**DATASET CONTENT:**
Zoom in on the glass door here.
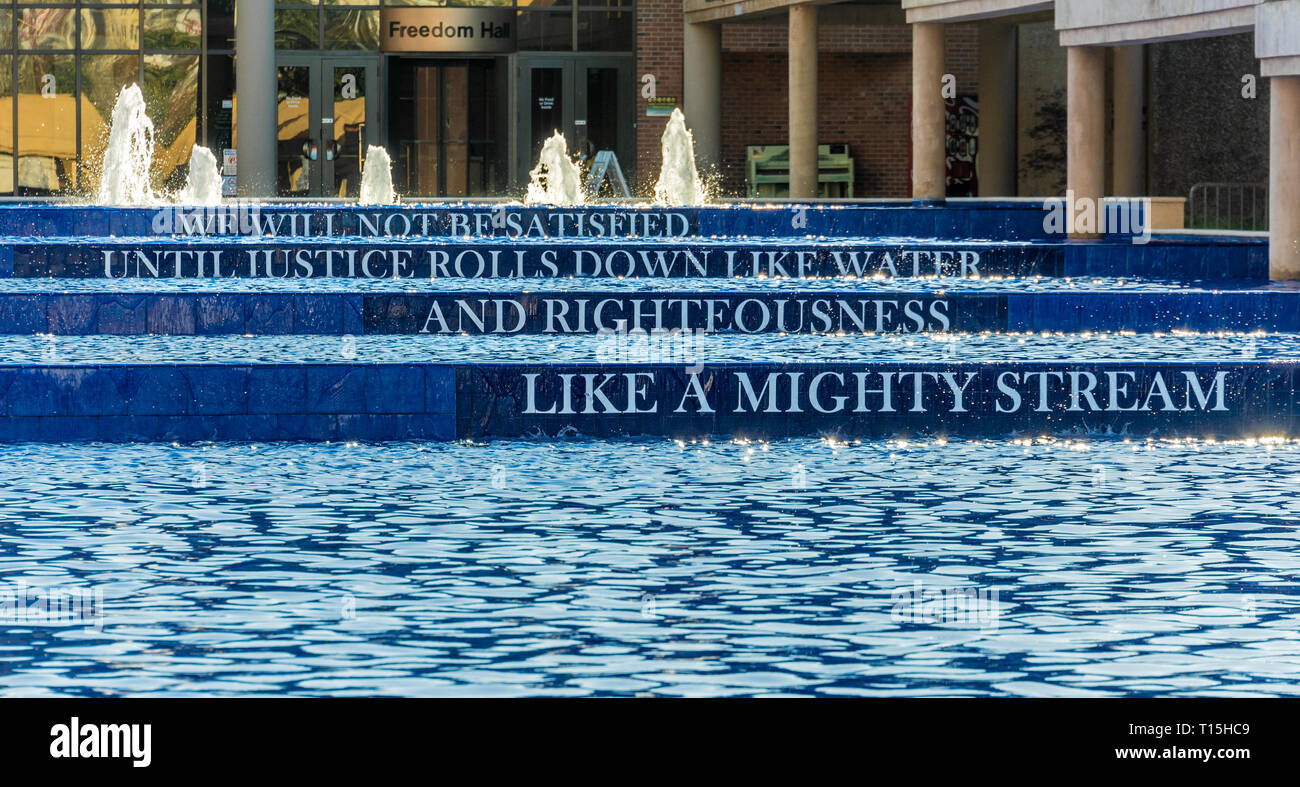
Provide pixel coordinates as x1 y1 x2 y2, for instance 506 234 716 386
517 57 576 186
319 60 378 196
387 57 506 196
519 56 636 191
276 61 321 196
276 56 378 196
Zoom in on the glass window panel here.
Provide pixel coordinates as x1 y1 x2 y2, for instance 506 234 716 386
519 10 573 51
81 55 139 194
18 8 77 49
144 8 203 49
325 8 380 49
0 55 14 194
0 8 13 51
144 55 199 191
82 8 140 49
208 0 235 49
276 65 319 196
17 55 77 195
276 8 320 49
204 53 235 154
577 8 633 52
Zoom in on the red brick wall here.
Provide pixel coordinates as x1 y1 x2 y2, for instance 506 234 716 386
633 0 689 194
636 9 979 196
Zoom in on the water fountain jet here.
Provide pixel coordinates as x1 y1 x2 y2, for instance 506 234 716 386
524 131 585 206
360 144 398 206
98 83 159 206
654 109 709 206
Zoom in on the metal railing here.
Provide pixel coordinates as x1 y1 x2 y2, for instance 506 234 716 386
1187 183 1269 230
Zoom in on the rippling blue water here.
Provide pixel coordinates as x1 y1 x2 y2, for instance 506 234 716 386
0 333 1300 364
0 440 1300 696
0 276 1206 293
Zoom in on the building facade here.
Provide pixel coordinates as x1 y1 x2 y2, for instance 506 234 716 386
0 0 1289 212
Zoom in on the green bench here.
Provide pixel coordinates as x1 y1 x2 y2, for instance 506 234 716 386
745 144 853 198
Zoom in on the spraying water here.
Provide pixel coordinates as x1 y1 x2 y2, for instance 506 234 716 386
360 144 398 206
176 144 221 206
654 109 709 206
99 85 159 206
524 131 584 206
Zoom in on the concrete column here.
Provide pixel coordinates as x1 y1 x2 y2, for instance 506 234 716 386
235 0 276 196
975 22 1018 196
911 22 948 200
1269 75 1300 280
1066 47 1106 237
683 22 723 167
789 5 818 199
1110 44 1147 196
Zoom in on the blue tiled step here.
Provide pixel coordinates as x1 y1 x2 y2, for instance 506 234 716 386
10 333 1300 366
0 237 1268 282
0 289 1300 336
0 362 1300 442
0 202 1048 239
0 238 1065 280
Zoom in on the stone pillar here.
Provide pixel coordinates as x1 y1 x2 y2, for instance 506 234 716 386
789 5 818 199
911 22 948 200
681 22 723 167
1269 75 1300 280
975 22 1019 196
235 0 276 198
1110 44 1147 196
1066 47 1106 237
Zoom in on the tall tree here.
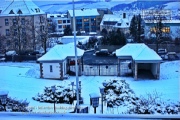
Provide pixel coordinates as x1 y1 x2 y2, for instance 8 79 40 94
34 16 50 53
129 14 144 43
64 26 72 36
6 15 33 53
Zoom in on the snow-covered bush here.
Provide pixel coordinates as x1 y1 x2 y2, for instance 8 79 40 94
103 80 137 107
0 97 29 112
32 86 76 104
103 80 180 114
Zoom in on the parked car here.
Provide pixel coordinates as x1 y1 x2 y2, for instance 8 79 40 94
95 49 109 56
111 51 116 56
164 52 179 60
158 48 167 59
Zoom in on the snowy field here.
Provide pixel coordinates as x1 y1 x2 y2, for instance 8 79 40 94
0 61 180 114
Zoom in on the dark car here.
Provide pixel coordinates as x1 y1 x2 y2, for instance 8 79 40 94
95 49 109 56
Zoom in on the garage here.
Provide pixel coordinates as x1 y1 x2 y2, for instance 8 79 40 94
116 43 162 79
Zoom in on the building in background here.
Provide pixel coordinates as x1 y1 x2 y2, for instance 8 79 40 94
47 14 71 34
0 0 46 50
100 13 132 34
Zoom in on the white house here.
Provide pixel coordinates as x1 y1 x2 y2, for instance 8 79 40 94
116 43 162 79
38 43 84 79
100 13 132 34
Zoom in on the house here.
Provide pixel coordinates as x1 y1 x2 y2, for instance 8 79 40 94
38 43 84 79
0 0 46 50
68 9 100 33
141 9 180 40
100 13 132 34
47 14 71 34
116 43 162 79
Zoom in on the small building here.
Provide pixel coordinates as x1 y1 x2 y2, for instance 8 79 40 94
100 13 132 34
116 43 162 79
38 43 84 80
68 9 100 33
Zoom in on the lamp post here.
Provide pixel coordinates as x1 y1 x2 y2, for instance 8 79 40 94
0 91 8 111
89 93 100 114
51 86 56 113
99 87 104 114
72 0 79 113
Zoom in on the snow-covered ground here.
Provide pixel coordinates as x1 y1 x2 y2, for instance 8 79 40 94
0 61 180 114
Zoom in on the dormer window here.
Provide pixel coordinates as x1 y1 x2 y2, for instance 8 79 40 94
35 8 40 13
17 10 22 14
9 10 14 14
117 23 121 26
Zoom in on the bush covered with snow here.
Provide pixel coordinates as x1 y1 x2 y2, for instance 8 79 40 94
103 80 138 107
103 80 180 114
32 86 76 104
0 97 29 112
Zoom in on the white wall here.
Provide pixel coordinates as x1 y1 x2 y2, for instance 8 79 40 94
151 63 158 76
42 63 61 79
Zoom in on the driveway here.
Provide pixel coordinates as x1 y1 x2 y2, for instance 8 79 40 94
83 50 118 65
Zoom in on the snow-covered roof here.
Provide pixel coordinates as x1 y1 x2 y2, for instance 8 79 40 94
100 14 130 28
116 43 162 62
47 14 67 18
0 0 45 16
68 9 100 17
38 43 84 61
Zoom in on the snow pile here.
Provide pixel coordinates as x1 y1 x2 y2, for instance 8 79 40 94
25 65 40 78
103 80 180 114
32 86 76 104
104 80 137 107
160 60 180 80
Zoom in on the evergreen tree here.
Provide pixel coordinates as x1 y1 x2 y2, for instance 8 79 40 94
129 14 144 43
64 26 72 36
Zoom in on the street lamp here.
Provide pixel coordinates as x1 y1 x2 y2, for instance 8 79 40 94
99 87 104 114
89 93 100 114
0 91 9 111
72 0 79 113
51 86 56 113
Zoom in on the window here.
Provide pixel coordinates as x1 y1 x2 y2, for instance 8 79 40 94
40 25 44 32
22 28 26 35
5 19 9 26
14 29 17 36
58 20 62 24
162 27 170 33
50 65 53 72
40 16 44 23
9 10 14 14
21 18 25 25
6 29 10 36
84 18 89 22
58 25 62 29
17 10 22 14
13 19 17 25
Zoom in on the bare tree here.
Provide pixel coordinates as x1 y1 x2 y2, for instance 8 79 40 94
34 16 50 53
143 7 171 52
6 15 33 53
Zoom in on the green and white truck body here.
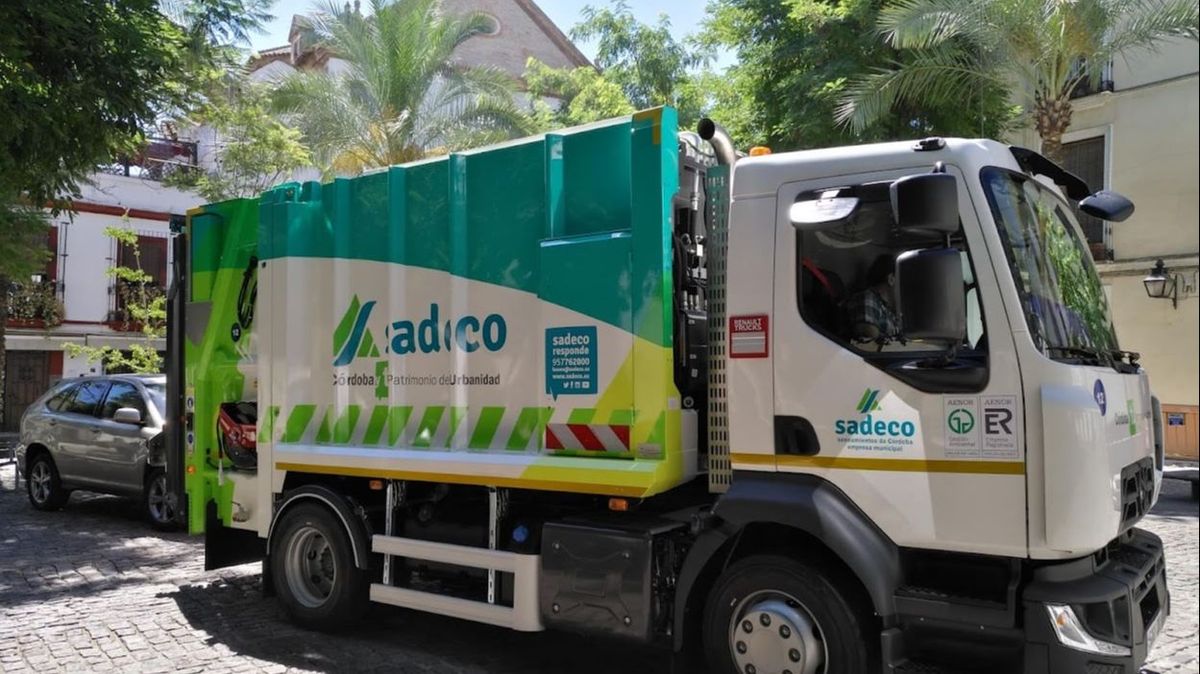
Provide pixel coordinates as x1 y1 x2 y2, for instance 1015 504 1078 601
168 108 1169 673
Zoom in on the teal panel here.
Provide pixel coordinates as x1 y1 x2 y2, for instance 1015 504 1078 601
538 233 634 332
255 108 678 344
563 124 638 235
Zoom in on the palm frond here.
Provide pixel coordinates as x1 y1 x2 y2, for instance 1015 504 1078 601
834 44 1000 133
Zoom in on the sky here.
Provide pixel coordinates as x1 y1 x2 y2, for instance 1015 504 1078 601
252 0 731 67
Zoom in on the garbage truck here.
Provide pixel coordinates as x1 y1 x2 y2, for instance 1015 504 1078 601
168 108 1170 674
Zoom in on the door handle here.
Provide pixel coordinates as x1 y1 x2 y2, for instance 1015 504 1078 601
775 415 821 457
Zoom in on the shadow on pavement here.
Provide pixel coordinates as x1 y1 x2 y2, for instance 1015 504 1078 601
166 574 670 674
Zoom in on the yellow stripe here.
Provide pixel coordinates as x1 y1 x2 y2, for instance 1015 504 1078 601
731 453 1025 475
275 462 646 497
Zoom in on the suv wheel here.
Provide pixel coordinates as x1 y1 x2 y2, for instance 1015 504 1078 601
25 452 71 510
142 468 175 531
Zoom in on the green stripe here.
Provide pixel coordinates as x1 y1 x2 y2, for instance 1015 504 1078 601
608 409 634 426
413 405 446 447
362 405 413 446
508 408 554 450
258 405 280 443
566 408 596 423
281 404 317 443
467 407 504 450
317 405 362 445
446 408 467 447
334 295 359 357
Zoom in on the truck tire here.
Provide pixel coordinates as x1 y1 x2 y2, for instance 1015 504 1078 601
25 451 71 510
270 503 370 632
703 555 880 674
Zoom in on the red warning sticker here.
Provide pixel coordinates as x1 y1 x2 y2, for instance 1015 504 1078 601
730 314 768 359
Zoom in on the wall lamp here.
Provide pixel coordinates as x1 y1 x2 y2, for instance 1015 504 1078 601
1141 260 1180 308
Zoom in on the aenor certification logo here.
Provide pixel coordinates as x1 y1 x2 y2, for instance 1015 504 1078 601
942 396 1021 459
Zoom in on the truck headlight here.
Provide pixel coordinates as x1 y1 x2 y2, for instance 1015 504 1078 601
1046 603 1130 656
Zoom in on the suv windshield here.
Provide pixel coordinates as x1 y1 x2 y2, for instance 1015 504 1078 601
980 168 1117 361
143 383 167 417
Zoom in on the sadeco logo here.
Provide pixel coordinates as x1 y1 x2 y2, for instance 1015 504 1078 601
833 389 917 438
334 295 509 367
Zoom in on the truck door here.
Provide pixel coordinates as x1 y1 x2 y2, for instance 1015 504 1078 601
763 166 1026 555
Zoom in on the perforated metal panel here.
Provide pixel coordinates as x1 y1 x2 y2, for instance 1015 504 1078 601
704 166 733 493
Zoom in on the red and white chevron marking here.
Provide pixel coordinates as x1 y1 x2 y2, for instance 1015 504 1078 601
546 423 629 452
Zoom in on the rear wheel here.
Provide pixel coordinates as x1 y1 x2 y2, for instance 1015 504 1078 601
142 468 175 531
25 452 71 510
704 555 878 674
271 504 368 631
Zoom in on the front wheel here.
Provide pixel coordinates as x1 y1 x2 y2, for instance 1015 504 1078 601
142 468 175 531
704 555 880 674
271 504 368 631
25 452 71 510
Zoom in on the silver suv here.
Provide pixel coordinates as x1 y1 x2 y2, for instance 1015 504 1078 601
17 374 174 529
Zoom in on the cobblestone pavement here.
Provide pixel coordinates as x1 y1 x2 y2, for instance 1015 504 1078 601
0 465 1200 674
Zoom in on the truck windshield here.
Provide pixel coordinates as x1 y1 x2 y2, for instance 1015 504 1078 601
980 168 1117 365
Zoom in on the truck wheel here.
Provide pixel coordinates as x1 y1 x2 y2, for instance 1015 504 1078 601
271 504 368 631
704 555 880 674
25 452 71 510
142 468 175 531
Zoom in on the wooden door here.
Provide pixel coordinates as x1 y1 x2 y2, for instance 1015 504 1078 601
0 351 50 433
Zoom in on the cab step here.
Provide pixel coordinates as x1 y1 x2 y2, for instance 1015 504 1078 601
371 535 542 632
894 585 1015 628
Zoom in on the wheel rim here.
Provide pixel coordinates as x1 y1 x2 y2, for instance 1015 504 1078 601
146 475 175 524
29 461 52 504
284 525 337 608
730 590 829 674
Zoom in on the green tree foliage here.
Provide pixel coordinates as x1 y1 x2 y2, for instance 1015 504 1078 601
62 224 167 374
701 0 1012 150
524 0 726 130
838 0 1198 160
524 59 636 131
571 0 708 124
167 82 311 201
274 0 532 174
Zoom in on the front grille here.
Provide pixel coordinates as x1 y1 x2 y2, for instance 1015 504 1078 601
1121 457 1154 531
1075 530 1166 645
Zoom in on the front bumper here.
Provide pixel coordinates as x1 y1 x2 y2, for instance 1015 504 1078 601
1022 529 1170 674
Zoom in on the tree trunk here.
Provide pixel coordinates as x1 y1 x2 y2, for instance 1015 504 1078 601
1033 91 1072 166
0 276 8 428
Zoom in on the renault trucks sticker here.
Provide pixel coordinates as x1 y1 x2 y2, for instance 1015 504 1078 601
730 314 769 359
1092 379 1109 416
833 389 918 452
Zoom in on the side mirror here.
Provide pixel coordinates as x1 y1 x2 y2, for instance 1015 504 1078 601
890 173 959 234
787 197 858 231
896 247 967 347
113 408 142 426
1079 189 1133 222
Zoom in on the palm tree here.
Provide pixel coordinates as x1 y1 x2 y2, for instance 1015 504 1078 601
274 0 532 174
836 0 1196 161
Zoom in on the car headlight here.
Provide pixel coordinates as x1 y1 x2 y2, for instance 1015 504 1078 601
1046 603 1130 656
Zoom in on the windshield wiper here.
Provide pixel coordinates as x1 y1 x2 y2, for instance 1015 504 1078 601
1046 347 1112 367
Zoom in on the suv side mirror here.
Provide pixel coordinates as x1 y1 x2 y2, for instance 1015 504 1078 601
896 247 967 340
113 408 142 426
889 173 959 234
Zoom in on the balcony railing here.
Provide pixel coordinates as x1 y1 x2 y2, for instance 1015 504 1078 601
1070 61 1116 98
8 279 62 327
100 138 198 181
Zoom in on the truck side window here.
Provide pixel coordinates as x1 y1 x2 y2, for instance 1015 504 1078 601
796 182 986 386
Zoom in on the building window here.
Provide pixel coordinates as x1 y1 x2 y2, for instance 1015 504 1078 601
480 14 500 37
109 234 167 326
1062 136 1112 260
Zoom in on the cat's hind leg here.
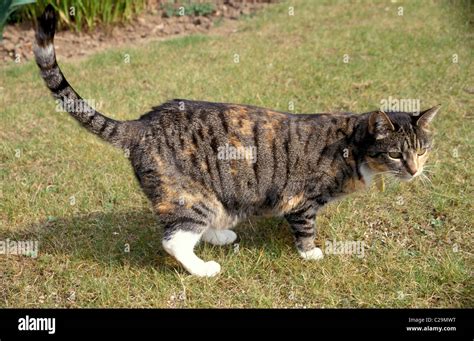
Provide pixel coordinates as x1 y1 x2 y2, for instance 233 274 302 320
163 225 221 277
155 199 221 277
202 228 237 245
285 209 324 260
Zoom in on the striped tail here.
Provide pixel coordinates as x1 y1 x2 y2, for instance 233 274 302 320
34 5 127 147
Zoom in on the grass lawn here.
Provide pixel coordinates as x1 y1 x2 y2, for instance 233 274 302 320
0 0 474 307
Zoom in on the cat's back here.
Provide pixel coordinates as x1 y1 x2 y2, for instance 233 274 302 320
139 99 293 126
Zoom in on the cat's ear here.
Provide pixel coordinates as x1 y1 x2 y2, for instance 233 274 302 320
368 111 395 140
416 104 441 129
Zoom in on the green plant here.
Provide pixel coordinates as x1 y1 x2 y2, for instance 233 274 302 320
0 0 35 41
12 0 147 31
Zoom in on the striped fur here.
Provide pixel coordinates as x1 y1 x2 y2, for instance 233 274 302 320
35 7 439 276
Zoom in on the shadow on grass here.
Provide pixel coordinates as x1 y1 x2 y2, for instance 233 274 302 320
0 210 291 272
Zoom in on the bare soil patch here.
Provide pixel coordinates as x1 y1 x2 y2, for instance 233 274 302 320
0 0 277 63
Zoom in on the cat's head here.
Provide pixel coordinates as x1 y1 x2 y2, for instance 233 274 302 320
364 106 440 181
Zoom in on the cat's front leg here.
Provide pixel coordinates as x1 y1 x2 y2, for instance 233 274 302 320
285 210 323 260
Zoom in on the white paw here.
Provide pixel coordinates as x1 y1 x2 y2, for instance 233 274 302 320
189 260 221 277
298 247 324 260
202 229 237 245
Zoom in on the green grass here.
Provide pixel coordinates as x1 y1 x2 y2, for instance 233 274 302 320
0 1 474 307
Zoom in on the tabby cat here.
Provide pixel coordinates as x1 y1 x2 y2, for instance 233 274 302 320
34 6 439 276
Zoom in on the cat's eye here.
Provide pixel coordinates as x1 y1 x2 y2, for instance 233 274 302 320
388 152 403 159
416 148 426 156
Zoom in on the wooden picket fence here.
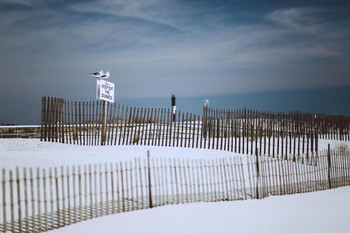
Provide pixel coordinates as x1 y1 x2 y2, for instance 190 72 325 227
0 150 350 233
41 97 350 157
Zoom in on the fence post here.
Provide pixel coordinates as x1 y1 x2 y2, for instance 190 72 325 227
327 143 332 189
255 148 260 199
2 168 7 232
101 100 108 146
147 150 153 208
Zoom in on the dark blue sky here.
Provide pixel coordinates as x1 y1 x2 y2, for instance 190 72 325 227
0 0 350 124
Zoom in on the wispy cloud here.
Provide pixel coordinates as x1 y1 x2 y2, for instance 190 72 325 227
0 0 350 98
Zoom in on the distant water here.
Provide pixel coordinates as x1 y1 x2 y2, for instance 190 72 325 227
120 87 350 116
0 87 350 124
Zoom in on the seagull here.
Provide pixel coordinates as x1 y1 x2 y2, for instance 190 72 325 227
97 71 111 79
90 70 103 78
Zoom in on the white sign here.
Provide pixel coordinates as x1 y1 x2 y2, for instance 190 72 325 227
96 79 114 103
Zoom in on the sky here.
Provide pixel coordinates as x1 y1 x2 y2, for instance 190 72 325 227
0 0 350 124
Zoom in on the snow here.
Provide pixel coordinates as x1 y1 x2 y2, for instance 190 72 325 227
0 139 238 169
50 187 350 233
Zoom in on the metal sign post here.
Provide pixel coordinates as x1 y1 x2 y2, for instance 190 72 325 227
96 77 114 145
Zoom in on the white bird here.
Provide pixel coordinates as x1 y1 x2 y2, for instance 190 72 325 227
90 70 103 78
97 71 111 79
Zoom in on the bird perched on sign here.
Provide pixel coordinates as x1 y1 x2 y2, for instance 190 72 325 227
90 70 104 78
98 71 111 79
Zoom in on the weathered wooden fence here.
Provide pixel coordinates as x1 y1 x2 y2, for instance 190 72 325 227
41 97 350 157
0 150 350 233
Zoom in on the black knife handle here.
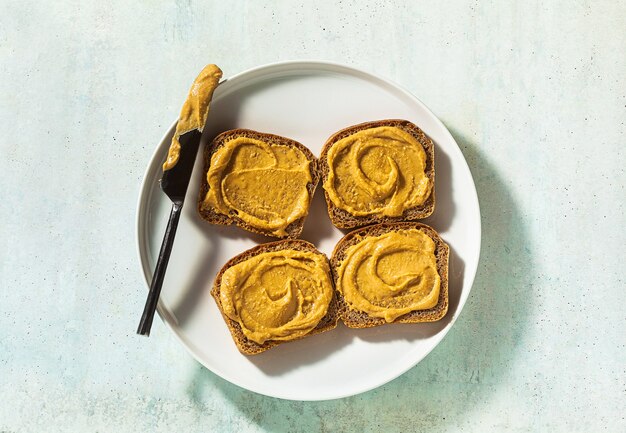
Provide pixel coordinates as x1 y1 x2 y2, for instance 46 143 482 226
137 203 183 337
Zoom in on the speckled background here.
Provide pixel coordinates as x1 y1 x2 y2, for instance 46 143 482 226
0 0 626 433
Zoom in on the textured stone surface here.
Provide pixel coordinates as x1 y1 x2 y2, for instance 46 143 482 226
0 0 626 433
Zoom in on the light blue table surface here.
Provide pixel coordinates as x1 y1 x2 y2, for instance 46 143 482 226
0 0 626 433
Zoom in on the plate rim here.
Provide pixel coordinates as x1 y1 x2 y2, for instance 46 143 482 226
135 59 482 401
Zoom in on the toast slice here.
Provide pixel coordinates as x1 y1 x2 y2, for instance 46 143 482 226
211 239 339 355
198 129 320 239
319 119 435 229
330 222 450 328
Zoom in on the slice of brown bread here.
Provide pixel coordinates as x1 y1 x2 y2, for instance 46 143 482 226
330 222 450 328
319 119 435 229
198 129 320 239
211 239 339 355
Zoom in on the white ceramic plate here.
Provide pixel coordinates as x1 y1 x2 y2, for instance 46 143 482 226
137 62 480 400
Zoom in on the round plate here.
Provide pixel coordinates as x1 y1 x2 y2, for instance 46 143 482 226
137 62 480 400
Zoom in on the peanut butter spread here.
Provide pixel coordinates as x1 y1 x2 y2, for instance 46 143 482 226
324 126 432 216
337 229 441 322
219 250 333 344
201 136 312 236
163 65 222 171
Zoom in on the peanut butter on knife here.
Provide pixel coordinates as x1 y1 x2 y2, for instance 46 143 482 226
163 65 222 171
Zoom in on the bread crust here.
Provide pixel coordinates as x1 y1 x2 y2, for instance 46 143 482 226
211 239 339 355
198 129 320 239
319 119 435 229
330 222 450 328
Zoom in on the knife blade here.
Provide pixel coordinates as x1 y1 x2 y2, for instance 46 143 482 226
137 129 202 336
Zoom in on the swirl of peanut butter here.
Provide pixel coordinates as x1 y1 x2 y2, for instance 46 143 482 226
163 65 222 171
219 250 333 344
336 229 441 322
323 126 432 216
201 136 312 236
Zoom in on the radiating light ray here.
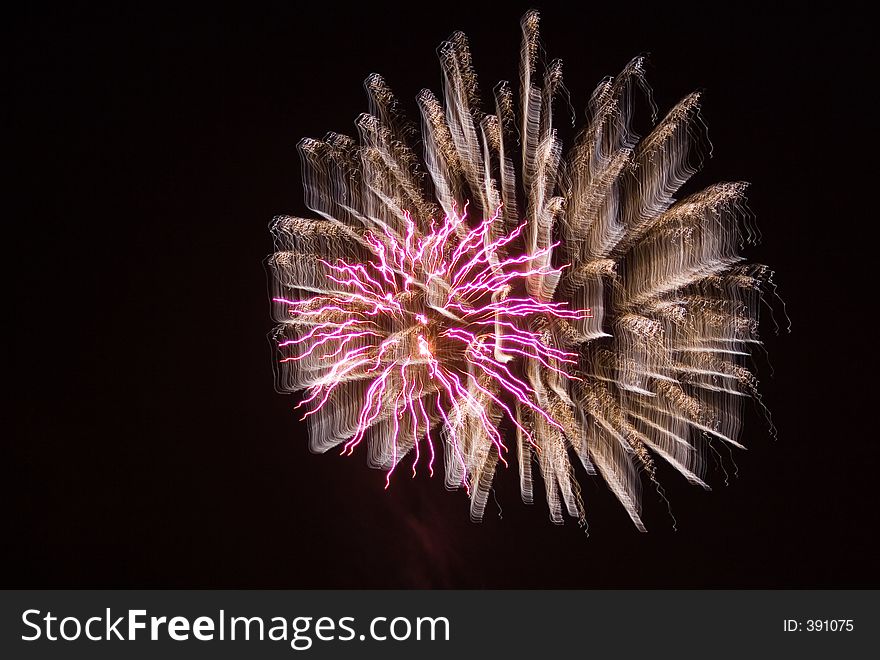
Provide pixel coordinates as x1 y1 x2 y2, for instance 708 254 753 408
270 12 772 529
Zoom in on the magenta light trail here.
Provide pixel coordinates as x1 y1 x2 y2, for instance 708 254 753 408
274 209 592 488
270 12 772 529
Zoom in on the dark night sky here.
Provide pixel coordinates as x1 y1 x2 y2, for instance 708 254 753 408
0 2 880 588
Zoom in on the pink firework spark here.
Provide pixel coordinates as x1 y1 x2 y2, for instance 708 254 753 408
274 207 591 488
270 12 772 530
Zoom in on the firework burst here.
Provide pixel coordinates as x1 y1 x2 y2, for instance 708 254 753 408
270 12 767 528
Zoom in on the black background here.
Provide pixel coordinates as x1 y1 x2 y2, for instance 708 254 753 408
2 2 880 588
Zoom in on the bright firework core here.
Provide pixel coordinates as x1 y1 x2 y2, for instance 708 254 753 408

**PROBLEM TO WORK ON:**
State how many of the lines above contain the string "shadow", treating uppercase and lowercase letters as distinct, and reply with the number alone.

**COMPLETE ANSWER:**
2